*** Opening of Data for analysis ***
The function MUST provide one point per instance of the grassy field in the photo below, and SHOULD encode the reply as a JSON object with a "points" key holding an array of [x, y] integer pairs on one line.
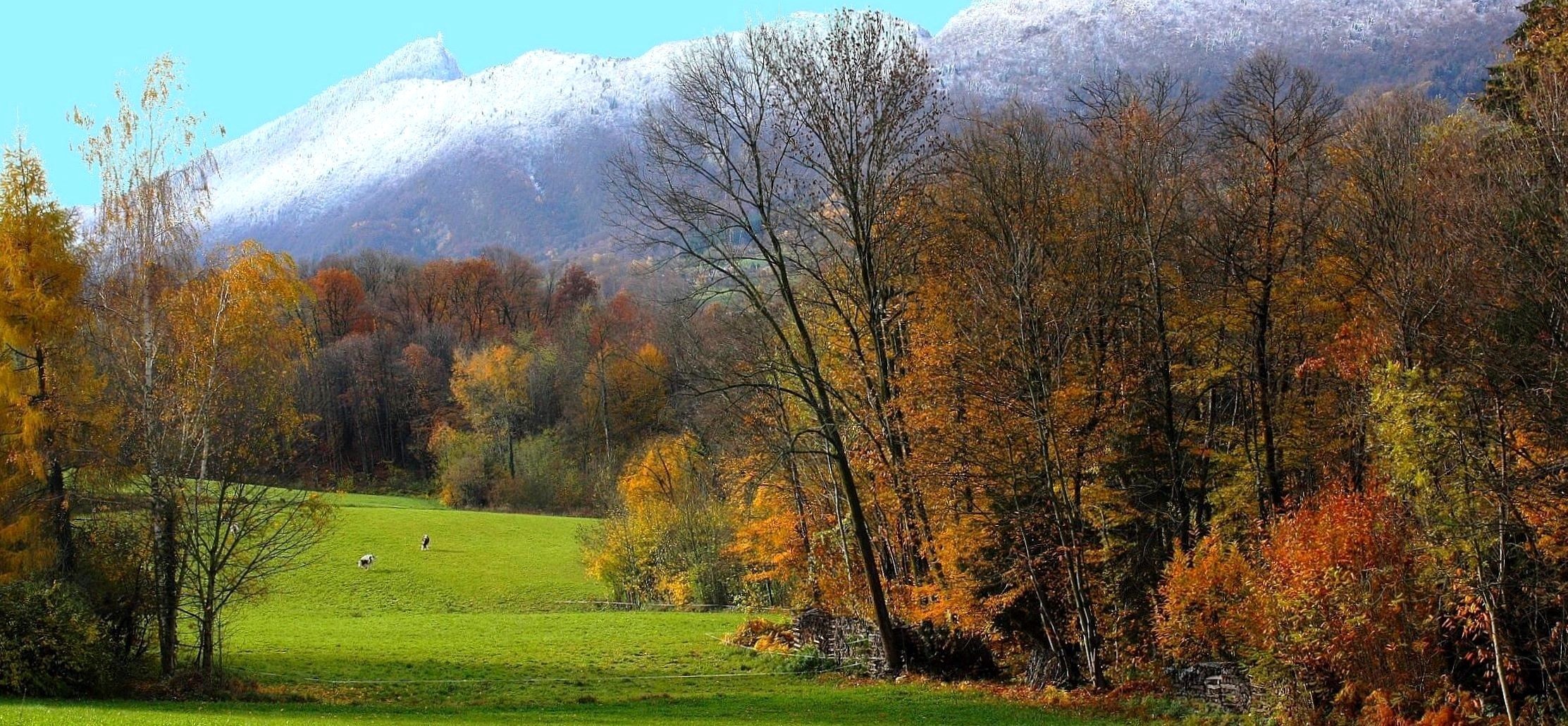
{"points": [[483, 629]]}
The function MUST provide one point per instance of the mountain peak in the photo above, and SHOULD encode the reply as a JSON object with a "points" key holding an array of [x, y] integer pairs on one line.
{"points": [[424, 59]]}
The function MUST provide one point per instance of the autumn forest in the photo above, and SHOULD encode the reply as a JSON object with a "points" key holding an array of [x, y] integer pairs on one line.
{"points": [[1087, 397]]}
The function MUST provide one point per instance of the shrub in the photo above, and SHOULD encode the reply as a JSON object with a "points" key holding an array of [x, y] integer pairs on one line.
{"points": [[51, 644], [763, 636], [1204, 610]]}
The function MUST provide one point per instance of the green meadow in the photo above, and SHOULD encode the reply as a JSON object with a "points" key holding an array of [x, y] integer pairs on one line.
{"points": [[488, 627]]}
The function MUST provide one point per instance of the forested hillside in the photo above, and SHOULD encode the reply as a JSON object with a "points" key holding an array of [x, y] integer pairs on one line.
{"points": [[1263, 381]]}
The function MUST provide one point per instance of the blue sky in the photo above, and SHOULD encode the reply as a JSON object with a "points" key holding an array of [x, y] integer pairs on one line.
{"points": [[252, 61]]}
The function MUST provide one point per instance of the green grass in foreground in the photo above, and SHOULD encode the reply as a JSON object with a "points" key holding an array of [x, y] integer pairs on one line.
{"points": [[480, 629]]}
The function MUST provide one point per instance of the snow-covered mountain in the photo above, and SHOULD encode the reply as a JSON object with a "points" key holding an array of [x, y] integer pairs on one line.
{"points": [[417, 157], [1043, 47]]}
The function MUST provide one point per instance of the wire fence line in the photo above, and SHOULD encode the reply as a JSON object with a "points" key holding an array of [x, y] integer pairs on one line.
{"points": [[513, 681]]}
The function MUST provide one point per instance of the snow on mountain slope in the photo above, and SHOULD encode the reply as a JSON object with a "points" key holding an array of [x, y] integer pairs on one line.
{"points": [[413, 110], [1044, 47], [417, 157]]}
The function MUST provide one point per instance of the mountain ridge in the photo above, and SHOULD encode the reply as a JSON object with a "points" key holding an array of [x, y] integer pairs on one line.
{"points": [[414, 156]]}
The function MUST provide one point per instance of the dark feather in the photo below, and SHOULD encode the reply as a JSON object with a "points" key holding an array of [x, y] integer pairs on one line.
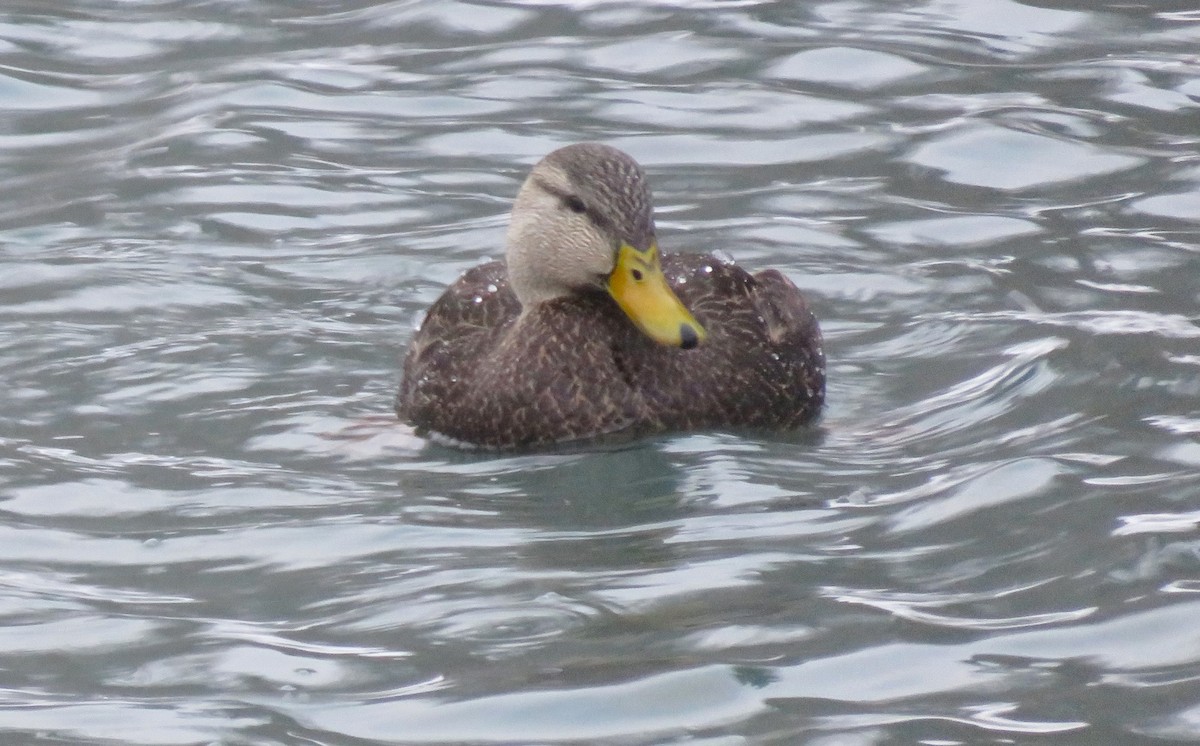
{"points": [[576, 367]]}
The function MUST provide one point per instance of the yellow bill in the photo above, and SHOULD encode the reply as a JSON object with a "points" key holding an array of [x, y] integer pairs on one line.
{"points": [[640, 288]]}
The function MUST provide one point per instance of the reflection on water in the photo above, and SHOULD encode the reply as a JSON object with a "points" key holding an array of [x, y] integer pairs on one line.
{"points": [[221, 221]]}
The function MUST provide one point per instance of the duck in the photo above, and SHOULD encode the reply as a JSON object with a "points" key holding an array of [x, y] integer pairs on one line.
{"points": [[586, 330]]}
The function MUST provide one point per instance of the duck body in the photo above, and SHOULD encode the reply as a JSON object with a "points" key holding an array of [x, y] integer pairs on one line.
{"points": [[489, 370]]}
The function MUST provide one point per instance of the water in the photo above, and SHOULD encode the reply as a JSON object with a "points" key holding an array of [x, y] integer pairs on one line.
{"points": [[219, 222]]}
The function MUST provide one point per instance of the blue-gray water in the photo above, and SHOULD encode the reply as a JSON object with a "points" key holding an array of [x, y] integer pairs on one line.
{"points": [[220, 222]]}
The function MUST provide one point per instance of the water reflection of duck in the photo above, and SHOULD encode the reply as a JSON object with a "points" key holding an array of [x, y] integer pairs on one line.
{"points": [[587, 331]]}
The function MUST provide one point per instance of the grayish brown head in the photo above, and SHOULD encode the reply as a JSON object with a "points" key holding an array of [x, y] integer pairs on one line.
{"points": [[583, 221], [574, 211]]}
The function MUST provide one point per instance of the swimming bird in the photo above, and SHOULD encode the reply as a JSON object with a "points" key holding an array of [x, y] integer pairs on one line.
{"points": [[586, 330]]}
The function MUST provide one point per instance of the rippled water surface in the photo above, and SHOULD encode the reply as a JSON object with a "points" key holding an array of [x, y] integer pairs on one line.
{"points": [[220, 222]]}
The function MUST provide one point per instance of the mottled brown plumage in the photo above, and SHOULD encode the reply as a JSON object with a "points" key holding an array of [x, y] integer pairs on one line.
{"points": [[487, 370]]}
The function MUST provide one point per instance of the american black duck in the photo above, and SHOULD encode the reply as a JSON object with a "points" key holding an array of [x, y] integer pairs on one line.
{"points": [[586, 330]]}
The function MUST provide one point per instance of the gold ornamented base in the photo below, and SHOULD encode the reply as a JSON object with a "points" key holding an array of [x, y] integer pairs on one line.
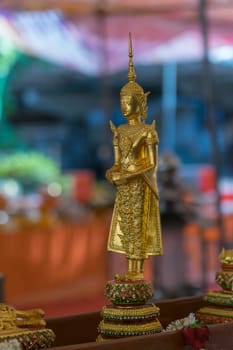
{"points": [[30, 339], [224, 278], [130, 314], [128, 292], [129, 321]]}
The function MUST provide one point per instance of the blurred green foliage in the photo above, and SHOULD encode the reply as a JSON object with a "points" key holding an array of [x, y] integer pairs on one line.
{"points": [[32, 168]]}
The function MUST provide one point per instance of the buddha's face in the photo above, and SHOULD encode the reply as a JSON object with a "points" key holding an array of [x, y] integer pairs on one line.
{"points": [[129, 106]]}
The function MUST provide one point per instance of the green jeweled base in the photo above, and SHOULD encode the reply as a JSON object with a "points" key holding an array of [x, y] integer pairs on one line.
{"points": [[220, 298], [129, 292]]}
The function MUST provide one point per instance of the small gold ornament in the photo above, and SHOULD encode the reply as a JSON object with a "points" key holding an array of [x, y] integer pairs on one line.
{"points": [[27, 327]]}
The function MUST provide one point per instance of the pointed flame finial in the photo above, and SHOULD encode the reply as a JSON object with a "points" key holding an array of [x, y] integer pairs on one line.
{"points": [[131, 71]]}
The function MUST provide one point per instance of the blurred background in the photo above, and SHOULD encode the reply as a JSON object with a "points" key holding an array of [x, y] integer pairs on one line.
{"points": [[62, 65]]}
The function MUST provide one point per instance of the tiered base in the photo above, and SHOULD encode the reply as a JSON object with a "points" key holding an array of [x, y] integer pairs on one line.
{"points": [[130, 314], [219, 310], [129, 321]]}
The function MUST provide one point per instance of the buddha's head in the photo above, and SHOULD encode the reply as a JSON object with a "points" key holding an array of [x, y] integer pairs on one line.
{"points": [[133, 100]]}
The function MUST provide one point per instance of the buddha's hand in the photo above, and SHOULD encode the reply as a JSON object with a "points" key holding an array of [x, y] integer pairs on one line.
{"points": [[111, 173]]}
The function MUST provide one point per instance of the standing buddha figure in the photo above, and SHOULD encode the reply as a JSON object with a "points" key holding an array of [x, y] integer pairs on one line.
*** Close of Data for analysis ***
▸ Task details
Could the data above be reproduced exactly, with the pictures left out?

▸ The completed task
The function MUST provide one point per instance of the grassy field in the photo below, and SHOULD encode the reply as a JSON object with a "points" key holding an array of [x, y] integer pairs on one line.
{"points": [[483, 629]]}
The function MUST provide one point per instance of the mountain peak in the photo above, and SHOULD encode the reply as a JSON object with a "points" key holding an array of [x, y] integer pairs on one line.
{"points": [[424, 59]]}
The function MUST provide one point per instance of the autumn forest in the photo above, and SHOULD encode the reply as a JSON object with a "points" key holding an array of [x, y] integer pairs on one line.
{"points": [[1087, 397]]}
The function MUST provide one point per instance of the shrub in the photo above, and SHOULD encode the reply as a JSON object with a "points" key holding an array of [x, y] integer pairs on one line.
{"points": [[51, 644], [763, 636], [1204, 610]]}
The function MUST provide one point per instance of the green meadow in the photo above, and SHOULD encode the reply as a JSON object with a "points" key holding an array of [x, y] integer pairs on one line.
{"points": [[488, 627]]}
The function MUST provide one point per instance of the forested hillside in the photo above, and SHOULD encode the reply as a JSON object with a "points" key holding an array of [x, y] integer pairs on one line.
{"points": [[1263, 381]]}
The function MUST provide one point per instance of the blue sky in the photo above, and SHOULD encode the reply as a JSON object with a "points" key holding an array of [x, y] integer pairs on one line.
{"points": [[252, 61]]}
The function MUST provide one point per instance of the green grass in foreground in the photo above, and SHOULD encode the reply as a JSON object with a "points" key holding an array of [x, y] integer pairs on one line.
{"points": [[480, 629]]}
The function MUST provide one point per instance of the snow-covered mountain in the photo above, and SHOULD encode the reply as a JSON object with a "points" key holding an array of [x, y] integer pairs on one line.
{"points": [[417, 157], [1043, 47]]}
The function MUST provide one point per instance of the wire fence line in the photo above, and SHOULD encode the reply as a JSON object with a "points" key holding an array of [x, y] integer pairs on one line.
{"points": [[513, 681]]}
The function MUST provide one point per instance of the snow on mountain slope in the photo above, and SHOULD encode the reply as a JSON object with a "points" key holding an array of [x, y] integer pairs on one line.
{"points": [[413, 110], [1044, 47], [417, 157]]}
The function MUST provide one point per instance of the mountain ridge in the photo above, and SHOULD encode the reply as a JSON object with a "points" key holding an array of [x, y] integer pairs on one line.
{"points": [[414, 156]]}
The function MUST provide one point per instance of the dark feather in the photo below, and SHOULD encode the reply as a JSON object with a "points" key holding an array of [x, y] integer pairs on one line.
{"points": [[576, 367]]}
The function MUST provide one point per instance of the yellow bill in the photo above, and SHOULD encode the reply as a JSON object with a "points" key holding an array of [x, y] integer pairs on one line.
{"points": [[640, 288]]}
The function MUST provide one point per instance of the reflection on water in the photo above, and SHOULD encode the reply as a JSON object with a "points" key holding an array of [x, y] integer pairs on one line.
{"points": [[221, 221]]}
The function MUST provide one point per instance of the duck in the photo above, and SHOULD encode the reply as a JSON object with a "points" key holding an array of [x, y] integer pairs on one line.
{"points": [[586, 330]]}
The function MUST provide one point per instance of the duck body in the photo above, and SHOULD encode the reply as a JSON object with a "points" key holding an array of [x, y] integer pairs on one line.
{"points": [[489, 370]]}
The function MUST provide one point per instance of the water in the photo above, and SHOULD encode the reply as a JSON object with a "points" key holding an array of [x, y] integer pairs on one line.
{"points": [[219, 222]]}
The function MUST provide one point per instance of the blue-gray water in the photo above, and SHOULD encode the reply as a JSON object with a "points" key holding an array of [x, y] integer pairs on one line.
{"points": [[220, 222]]}
The function MUST provide one point per instance of the water reflection of duck in the photo above, and SHOULD encode the reply as a JSON object with a "points" key holding an array of [x, y] integer pairs on one line.
{"points": [[587, 331]]}
The function MUST provide one point per instance of the grayish brown head in the photo above, and SHOULD encode the reply as a JSON object with a "points" key holding an array of [x, y] integer pairs on one line.
{"points": [[583, 221], [574, 211]]}
The function MUST provide one point per instance of the swimming bird in the photo above, and SHOULD encode the reply as a JSON object with a "points" key holding an array of [x, y] integer pairs on one line.
{"points": [[586, 330]]}
The function MUST provide one point per instance of the rippled water surface in the photo above, and SHOULD encode the reply as a JSON object with a "points" key holding an array of [x, y] integer pairs on one line.
{"points": [[220, 222]]}
The function MUST provide one point per instance of the mottled brown plumage in the photo above, and SHOULD encode the reply as a JSON object with a "points" key holding an array of [x, y] integer pairs on one line.
{"points": [[487, 370]]}
The function MUST provide one point per instance of the american black duck in the photo above, and SHOULD encode the reply as a JSON object with a "points" key holding an array of [x, y] integer pairs on one line.
{"points": [[586, 330]]}
The function MUST provide one point per instance of the gold ornamented base in the photo below, and SHOULD encode the reply as a JSON object with a "points" key holding an array of [x, y] integer pairs on one line.
{"points": [[30, 339], [224, 278], [130, 314], [128, 292], [129, 321]]}
The function MUST provide one point per instance of the blurred green foliage in the photo above, and SHOULD encode the reply as a JSON object with a "points" key holding an array of [x, y] integer pairs on one line.
{"points": [[32, 168]]}
The function MUST provide one point per instance of the buddha's face in the photo above, and SHOULD encode the reply as a JSON object with a "points" key holding an array of [x, y] integer pairs on one line.
{"points": [[129, 106]]}
The function MUST provide one point per instance of the green jeweled base in the photo above, and SHOULD encode the reply as a JSON object with a "points" key holding an array of [x, y] integer pairs on one line.
{"points": [[220, 298], [129, 292]]}
The function MUST provide one point per instance of the small gold ornament in the photo above, and SHOULD encode the reply as a JSON object with a "points" key holding an array of [x, y] integer pairs on one line.
{"points": [[27, 327]]}
The function MUST provide one point per instance of the pointed flame finial in the photo above, and SHOULD encode the reply as a JSON object with a "points" key holding an array of [x, y] integer pairs on one line.
{"points": [[131, 71]]}
The function MUST provide one point per instance of the blurred background in the photo above, and SHOULD encode the reply as a JSON object with a "points" key holding an array of [x, y] integer pairs on one line.
{"points": [[62, 65]]}
The function MUST provide one point per instance of the tiered base in the photo above, and SHOULD encode the reply as a JSON object with a "points" key holding an array of [x, y] integer pairs on one line.
{"points": [[130, 314], [219, 310], [129, 321]]}
The function MUST provide one point per instance of the buddha's head in the photo above, and SHOULD encode the reply as a JSON object with a "points" key holding an array of [x, y] integer pairs on one line.
{"points": [[133, 100]]}
The function MUST provide one point per instance of the buddha's hand in the photo above, and SHOULD encode the reply as a JSON object with a "points" key holding an array of [x, y] integer pairs on one line.
{"points": [[111, 173]]}
The function MUST provide one point per instance of the standing buddha figure in the photo above, and SHOULD encode the reply as a JSON object with a "points" key holding an array of [x, y] integer pairs on one line.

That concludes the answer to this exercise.